_What is expected_
Every line of the data that includes "text" should be copied out.

───── Material shown ─────

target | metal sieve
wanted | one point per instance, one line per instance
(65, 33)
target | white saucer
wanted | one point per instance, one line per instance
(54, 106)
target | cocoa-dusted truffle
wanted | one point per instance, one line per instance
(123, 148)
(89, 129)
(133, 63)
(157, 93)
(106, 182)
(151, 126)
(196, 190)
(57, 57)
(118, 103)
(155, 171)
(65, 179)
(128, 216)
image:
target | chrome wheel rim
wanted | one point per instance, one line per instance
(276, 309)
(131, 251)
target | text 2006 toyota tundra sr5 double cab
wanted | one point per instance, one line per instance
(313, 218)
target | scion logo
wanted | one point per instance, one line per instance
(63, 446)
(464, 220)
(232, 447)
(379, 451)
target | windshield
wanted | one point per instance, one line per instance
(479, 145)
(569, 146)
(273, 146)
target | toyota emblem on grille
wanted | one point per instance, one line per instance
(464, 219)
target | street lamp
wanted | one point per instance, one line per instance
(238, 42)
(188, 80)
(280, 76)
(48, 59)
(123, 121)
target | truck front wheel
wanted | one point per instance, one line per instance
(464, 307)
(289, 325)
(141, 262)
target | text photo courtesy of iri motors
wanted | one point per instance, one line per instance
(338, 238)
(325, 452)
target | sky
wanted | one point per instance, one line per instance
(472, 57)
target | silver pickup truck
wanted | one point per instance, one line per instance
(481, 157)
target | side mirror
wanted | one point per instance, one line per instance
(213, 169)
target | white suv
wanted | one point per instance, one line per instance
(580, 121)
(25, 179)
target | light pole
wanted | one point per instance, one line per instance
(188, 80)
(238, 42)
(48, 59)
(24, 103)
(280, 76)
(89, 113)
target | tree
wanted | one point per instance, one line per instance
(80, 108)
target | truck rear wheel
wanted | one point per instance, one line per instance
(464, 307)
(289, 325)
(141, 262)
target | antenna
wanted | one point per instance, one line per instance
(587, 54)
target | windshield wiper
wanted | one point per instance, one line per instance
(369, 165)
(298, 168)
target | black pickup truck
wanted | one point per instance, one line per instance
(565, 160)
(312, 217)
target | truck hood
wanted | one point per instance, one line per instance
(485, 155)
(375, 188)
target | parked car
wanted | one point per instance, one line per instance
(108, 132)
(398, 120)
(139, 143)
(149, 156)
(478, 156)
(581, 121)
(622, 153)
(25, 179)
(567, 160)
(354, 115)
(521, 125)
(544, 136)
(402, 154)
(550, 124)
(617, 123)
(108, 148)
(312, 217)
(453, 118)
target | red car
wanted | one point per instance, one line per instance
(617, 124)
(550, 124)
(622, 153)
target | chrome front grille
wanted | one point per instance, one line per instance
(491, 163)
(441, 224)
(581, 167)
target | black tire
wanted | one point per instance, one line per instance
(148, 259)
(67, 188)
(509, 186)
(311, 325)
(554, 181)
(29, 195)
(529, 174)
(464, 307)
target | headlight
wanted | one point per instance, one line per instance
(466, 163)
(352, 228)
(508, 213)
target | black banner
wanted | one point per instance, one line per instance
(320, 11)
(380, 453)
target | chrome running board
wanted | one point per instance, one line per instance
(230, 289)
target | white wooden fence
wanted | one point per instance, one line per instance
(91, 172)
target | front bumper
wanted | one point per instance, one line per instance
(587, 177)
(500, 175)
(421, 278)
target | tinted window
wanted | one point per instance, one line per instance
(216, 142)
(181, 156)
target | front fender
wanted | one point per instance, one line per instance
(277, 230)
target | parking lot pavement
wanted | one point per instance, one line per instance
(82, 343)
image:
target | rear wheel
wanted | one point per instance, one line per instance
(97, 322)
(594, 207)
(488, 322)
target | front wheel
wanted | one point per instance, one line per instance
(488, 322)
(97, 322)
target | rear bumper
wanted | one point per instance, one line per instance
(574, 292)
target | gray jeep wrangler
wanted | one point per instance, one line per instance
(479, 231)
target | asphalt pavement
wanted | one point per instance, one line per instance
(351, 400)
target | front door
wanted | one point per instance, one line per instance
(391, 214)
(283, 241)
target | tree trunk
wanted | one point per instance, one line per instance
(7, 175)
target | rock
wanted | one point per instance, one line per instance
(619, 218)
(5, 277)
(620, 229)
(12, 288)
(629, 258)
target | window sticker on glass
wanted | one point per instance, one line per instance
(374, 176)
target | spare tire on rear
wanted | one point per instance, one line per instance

─────

_Final answer_
target | text 2006 toyota tundra sr5 double cab
target | text photo courtesy of iri motors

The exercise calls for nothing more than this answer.